Present all of the items below as a numbered list, omitting any blank lines.

(Entries for labeling object positions)
————————
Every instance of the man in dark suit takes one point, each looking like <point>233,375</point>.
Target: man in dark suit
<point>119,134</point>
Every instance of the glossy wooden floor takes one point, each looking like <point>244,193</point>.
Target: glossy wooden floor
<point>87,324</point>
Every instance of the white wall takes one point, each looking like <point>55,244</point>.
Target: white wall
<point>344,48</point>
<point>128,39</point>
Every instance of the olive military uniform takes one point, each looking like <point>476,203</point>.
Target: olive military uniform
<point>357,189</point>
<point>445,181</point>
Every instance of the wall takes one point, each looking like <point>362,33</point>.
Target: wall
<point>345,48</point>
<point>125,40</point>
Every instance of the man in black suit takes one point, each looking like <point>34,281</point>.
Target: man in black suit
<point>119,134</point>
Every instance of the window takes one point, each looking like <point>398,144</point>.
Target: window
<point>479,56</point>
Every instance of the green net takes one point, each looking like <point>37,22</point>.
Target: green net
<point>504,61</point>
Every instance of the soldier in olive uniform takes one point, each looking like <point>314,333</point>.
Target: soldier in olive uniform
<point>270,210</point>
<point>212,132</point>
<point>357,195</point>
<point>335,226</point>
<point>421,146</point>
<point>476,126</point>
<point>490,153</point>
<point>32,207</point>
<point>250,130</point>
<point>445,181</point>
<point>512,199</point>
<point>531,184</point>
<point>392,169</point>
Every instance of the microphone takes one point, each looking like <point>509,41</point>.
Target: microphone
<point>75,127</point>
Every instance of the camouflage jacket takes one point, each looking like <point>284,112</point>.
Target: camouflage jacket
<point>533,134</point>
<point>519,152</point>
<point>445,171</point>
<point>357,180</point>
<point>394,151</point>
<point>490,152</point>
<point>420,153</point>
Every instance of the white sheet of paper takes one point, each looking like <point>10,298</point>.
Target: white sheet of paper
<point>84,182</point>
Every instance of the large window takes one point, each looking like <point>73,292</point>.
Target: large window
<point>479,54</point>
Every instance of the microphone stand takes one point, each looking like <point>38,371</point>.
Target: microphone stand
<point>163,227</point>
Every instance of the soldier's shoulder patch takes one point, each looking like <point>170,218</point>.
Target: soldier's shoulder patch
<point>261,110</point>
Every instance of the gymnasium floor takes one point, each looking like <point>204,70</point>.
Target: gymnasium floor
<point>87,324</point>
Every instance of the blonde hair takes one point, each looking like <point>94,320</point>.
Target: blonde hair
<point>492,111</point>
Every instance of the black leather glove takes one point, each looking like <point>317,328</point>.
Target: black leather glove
————————
## RESPONSE
1. Every instance of the man in dark suit takes one point, each looking like <point>233,375</point>.
2. Target: man in dark suit
3. <point>119,134</point>
4. Every instance of the glossy wooden floor takes one point, each looking like <point>244,193</point>.
5. Target: glossy wooden floor
6. <point>87,324</point>
7. Every instance of the white wall takes one point, each looking like <point>55,244</point>.
8. Target: white wall
9. <point>344,48</point>
10. <point>128,39</point>
11. Every instance of the olive military uniform takes one point, each looking like <point>476,203</point>.
12. Target: olive military uniform
13. <point>357,189</point>
14. <point>445,181</point>
15. Every instance of the wall takes one point, each looking like <point>362,33</point>.
16. Target: wall
17. <point>345,48</point>
18. <point>125,40</point>
19. Every instance of the man in black suit takes one point, each looking like <point>34,281</point>.
20. Target: man in black suit
21. <point>119,134</point>
22. Every instance of the window takes one point, each looking like <point>398,144</point>.
23. Target: window
24. <point>479,56</point>
25. Every instance of the green net takes one point, each looking like <point>37,22</point>.
26. Target: green net
27. <point>504,61</point>
28. Every instance of the soldier in olive uniform takes one point, each looking like <point>314,333</point>.
29. Target: soldier in olive uniform
30. <point>270,210</point>
31. <point>212,132</point>
32. <point>357,195</point>
33. <point>335,226</point>
34. <point>421,146</point>
35. <point>476,126</point>
36. <point>490,153</point>
37. <point>32,207</point>
38. <point>250,130</point>
39. <point>445,181</point>
40. <point>512,199</point>
41. <point>531,184</point>
42. <point>392,169</point>
43. Every instance of the microphone takes one point, each looking like <point>509,41</point>.
44. Target: microphone
45. <point>75,127</point>
46. Every instance of the camouflage jacket takes one point, each looking like <point>284,112</point>.
47. Target: camouflage jacket
48. <point>533,134</point>
49. <point>519,152</point>
50. <point>445,171</point>
51. <point>357,180</point>
52. <point>394,151</point>
53. <point>490,152</point>
54. <point>420,153</point>
55. Every instance of the white sheet of paper takes one point, each looking like <point>10,298</point>.
56. Target: white sheet of paper
57. <point>84,182</point>
58. Every instance of the large window takes one point, each looking like <point>73,292</point>.
59. Target: large window
60. <point>479,54</point>
61. Every instance of the microphone stand takes one point, each looking like <point>38,371</point>.
62. Target: microphone stand
63. <point>163,227</point>
64. Every instance of the soldier's shoulder patch takes one point, each looking like <point>170,218</point>.
65. Target: soldier's shoulder patch
66. <point>261,110</point>
67. Every instance of the gymnasium floor takes one point, each looking like <point>204,70</point>.
68. Target: gymnasium floor
69. <point>87,324</point>
70. Every instance of the blonde hair takes one point, each looking like <point>94,320</point>.
71. Target: blonde hair
72. <point>492,111</point>
73. Every instance of the black leather glove takes one point, each looking like <point>317,328</point>.
74. Target: black leather glove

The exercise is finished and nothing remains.